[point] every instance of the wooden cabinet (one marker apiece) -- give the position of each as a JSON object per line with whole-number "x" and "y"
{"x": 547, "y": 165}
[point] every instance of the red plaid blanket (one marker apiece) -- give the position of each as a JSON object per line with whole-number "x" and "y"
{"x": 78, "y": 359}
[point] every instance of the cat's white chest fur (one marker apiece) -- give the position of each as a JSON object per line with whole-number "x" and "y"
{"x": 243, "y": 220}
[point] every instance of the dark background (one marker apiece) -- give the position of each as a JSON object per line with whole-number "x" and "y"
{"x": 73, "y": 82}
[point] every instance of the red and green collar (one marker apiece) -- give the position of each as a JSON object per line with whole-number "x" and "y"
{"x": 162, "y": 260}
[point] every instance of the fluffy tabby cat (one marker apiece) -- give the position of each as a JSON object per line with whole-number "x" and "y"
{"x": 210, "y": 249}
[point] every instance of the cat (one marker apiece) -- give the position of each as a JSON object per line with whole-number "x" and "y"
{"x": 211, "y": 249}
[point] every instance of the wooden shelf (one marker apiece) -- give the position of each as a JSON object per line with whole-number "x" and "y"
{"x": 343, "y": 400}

·····

Reproduce each entry word for word.

[point] every instance of the wooden cabinet (one marker apiece) -- give the position of each as a JSON object per line with whole-number "x" and "y"
{"x": 547, "y": 165}
[point] every instance of the red plaid blanket (one marker apiece) -- give the position of each as a JSON object per line with whole-number "x" and "y"
{"x": 78, "y": 359}
[point] every instance of the cat's white chest fur (one marker apiece) -- give the position of each as a JSON object per line with whole-number "x" and "y"
{"x": 243, "y": 220}
[point] every instance of the dark background (one marker apiece) -- give the position of each as a JSON object per line with whole-number "x" and "y"
{"x": 73, "y": 82}
[point] every instance of the red and green collar (one marker apiece) -- give the position of each as a JSON object per line with whole-number "x" and "y"
{"x": 162, "y": 260}
[point] every instance of the fluffy tabby cat (one marker apiece) -- give the position of each as a JSON object per line with whole-number "x" and "y"
{"x": 210, "y": 249}
[point] every instance of the cat (one marker apiece) -- give the position of each as a JSON object per line with whole-number "x" and "y"
{"x": 211, "y": 249}
[point] every instance of the wooden shelf (one marker apiece) -- give the position of each as a JSON object per line with whole-number "x" and "y"
{"x": 343, "y": 400}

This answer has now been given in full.